Can you continue the R tutorial on one-sample t-test assumptions below, picking up right after its last sentence?

## start Text provided

T-Test Essentials: Definition, Formula and Calculation

One Sample T-Test Assumptions

This article describes the one sample t-test assumptions and provides examples of R code to check whether the assumptions are met before calculating the t-test.



Contents:

Related Book

Practical Statistics in R II - Comparing Groups: Numerical Variables

Assumptions

The one-sample t-test assumes the following characteristics about the data:

  • No significant outliers in the data
  • Normality. the data should be approximately normally distributed

In this section, we’ll perform some preliminary tests to check whether these assumptions are met.

Check one-sample t-test assumptions in R

Prerequisites

Make sure you have installed the following R packages:

  • ggpubr for creating easily publication ready plots
  • rstatix provides pipe-friendly R functions for easy statistical analyses.
  • datarium: contains required data sets for this chapter.

Start by loading the following required packages:

library(ggpubr)
library(rstatix)

Demo data

Demo dataset: mice [in datarium package]. Contains the weight of 10 mice:

# Load and inspect the data
data(mice, package = "datarium")
head(mice, 3)
## # A tibble: 3 x 2
##   name  weight
##   <chr>  <dbl>
## 1 M_1     18.9
## 2 M_2     19.5
## 3 M_3     23.1

Identify outliers

Outliers can be easily identified using boxplot methods, implemented in the R function identify_outliers() [rstatix package].

mice %>% identify_outliers(weight)
## [1] name       weight     is.outlier is.extreme
## <0 rows> (or 0-length row.names)

There were no extreme outliers.

Note that, in the situation where you have extreme outliers, this can be due to: 1) data entry errors, measurement errors or unusual values.

## end Text provided
## start Data excerpts

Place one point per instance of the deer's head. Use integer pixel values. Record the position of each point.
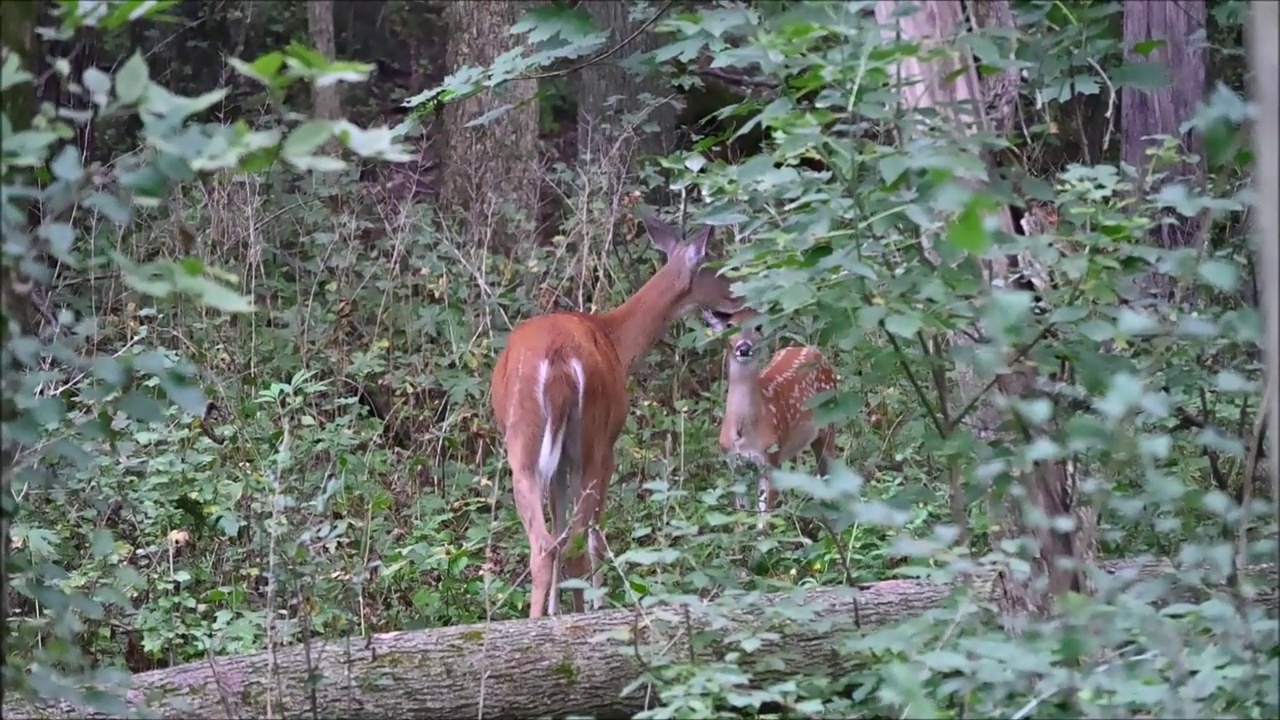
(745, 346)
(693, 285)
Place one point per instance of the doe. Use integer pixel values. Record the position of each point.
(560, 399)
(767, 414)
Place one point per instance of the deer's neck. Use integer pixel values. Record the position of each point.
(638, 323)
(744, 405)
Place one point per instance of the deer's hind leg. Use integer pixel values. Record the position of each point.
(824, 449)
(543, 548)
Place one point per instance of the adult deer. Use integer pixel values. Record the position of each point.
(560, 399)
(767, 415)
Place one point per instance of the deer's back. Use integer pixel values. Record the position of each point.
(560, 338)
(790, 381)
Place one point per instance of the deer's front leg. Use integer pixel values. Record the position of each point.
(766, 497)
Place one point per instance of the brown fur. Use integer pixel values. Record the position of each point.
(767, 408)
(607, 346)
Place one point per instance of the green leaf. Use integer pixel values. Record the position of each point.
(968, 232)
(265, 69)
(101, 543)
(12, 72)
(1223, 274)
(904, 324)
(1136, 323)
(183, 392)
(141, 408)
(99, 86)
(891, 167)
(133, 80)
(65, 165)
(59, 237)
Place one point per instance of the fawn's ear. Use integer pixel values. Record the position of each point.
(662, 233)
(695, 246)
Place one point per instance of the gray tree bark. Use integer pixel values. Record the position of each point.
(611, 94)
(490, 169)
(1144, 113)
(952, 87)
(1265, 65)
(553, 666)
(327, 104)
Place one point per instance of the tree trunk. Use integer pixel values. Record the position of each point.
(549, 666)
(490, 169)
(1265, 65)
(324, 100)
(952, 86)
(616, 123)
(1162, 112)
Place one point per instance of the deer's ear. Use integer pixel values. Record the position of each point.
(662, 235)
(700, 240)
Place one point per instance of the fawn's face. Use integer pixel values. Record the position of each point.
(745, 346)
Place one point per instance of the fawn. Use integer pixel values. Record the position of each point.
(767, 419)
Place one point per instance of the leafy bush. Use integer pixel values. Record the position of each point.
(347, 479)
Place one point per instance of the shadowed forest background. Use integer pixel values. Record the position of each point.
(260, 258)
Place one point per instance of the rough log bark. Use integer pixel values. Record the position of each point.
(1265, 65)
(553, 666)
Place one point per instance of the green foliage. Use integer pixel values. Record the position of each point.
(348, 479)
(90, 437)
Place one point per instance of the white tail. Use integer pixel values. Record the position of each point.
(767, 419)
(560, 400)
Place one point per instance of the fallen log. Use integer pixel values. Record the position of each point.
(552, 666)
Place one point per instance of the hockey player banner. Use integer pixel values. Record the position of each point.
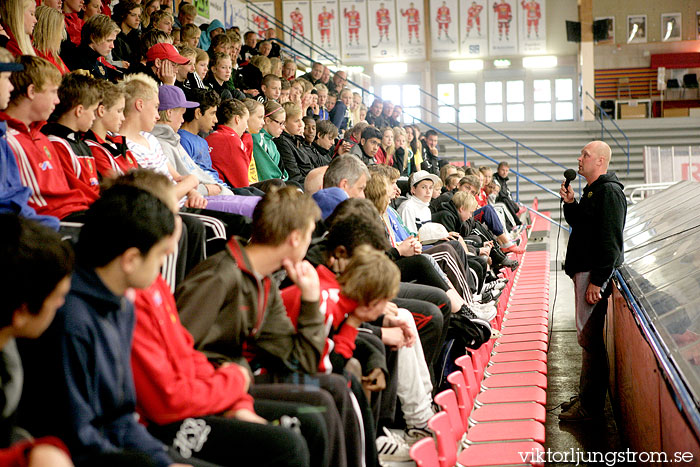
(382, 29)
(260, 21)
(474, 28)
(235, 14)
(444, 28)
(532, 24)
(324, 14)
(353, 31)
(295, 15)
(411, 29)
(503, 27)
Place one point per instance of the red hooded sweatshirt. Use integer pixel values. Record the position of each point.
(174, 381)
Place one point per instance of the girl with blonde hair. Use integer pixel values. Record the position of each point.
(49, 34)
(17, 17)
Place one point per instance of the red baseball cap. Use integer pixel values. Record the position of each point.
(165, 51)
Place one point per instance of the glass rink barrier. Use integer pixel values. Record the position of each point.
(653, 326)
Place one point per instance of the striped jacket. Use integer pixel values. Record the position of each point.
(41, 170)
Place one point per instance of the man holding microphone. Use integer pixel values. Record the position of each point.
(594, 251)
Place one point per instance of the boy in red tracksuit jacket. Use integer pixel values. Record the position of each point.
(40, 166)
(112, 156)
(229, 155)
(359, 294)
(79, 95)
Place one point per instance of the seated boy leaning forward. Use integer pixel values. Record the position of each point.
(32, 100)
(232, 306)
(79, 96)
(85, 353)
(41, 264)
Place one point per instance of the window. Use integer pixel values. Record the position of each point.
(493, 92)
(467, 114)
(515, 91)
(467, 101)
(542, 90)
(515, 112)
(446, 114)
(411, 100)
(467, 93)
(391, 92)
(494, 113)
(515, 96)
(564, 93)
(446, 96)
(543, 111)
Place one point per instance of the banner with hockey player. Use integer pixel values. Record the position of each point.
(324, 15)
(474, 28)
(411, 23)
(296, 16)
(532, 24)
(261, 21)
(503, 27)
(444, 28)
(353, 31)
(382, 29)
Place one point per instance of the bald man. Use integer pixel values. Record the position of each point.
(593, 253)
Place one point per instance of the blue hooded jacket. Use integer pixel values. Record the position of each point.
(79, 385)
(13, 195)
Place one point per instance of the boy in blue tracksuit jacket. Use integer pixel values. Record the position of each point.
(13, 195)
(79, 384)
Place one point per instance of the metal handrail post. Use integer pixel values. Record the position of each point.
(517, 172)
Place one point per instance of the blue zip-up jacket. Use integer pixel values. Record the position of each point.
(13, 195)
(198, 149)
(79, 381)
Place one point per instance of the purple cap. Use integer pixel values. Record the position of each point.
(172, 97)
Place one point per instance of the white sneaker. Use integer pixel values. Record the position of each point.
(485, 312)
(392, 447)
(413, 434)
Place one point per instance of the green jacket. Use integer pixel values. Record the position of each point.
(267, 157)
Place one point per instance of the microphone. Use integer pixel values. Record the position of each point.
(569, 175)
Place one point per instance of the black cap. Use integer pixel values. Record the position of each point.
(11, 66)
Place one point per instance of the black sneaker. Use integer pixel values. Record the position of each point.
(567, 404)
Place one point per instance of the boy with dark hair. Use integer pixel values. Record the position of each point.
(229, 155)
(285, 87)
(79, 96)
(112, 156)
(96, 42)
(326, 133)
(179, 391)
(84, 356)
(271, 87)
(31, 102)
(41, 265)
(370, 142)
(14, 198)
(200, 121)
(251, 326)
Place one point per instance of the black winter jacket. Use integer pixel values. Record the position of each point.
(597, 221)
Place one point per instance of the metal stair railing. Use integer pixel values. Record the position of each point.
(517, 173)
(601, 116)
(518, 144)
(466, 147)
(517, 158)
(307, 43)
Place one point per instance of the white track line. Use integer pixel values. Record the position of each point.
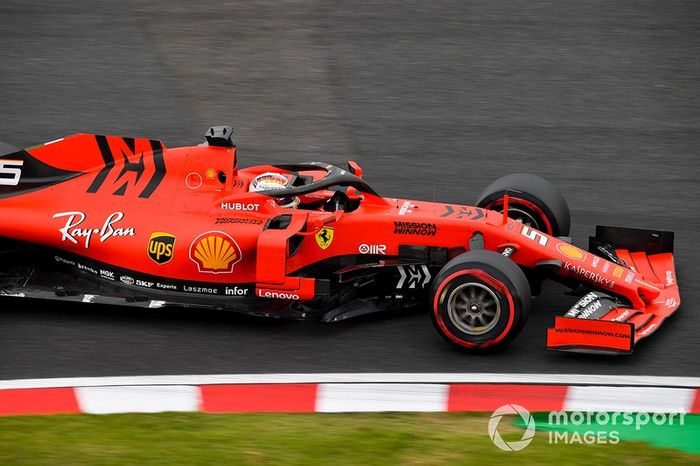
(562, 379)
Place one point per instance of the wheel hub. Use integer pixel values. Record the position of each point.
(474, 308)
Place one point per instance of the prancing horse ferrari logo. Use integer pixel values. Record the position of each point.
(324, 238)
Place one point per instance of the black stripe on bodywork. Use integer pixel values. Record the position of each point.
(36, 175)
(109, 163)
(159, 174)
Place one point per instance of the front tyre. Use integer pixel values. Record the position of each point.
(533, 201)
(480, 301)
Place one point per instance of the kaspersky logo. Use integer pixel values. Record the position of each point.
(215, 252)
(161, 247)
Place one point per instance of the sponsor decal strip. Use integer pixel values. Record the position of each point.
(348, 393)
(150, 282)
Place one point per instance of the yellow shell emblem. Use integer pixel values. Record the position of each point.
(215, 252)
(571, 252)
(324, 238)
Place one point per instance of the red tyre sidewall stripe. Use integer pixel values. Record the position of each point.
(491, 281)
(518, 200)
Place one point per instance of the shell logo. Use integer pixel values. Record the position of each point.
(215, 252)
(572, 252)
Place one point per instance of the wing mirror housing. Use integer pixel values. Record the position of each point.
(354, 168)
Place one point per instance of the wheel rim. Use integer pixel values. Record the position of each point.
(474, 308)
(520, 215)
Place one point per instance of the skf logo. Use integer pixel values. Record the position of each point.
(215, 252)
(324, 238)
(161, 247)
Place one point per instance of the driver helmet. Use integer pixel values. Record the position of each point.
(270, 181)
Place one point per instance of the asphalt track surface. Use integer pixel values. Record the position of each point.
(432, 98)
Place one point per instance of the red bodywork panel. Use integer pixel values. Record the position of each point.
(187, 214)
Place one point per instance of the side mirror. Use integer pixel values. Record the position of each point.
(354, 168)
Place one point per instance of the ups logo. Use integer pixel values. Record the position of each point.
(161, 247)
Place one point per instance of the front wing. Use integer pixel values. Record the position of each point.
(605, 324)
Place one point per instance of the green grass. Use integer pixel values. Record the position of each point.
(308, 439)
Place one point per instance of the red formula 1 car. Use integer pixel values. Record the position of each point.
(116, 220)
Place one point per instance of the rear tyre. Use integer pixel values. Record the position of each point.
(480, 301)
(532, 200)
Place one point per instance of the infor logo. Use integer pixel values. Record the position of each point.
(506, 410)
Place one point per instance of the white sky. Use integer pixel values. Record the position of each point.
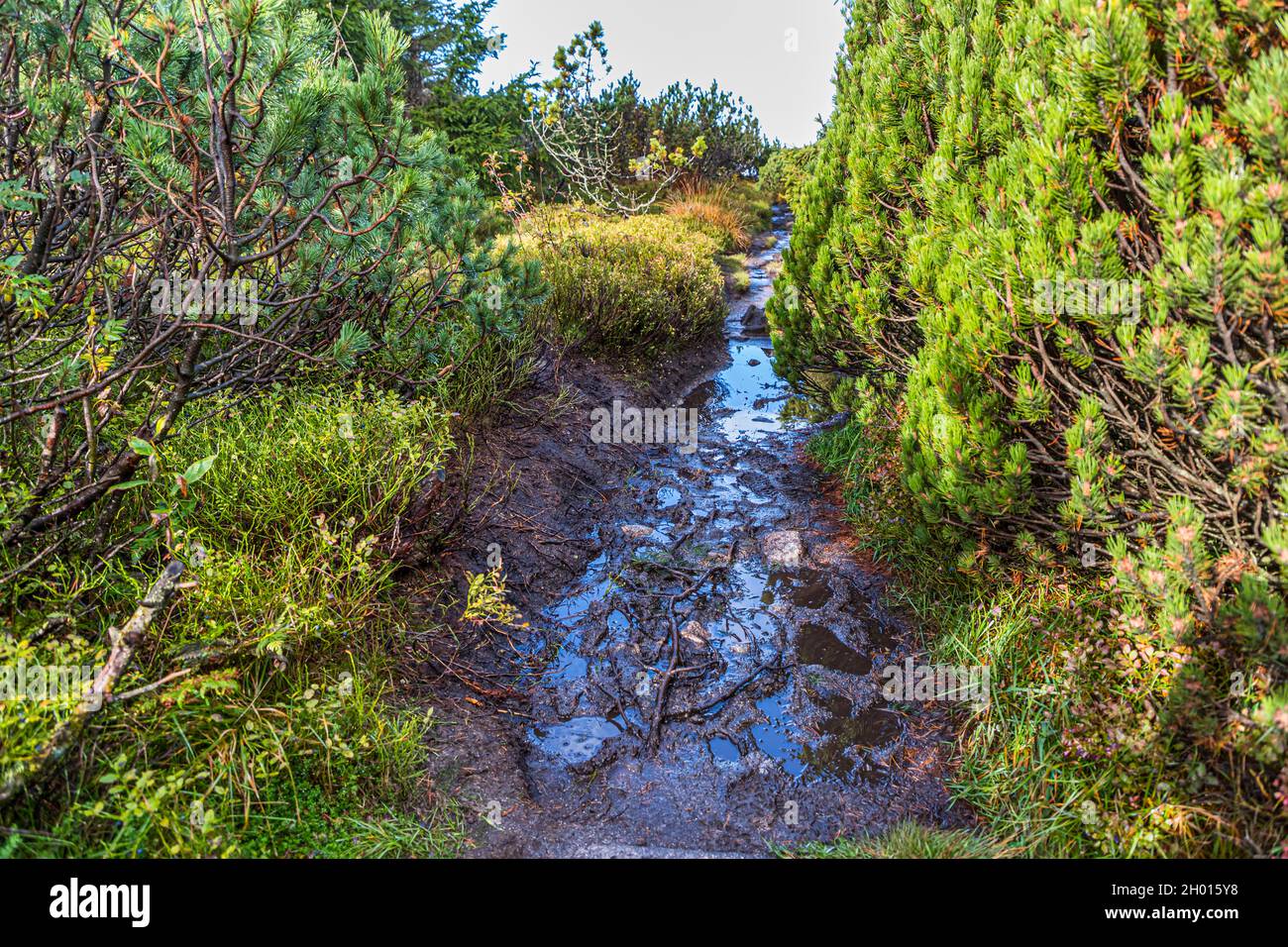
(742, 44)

## end Data excerpts

» Exercise output
In this case, you could consider running the non parametric Wilcoxon test.

Check normality assumption

The normality assumption can be checked by computing the Shapiro-Wilk test. If the data is normally distributed, the p-value should be greater than 0.05.

mice %>% shapiro_test(weight)
## # A tibble: 1 x 3
##   variable statistic     p
##   <chr>        <dbl> <dbl>
## 1 weight       0.923 0.382

From the output, the p-value is greater than the significance level 0.05 indicating that the distribution of the data are not significantly different from the normal distribution. In other words, we can assume the normality.

You can also create a QQ plot of the weight data. QQ plot draws the correlation between a given data and the normal distribution.

ggqqplot(mice, x = "weight")

All the points fall approximately along the (45-degree) reference line, for each group. So we can assume normality of the data.

Note that, if your sample size is greater than 50, the normal QQ plot is preferred because at larger sample sizes the Shapiro-Wilk test becomes very sensitive even to a minor deviation from normality.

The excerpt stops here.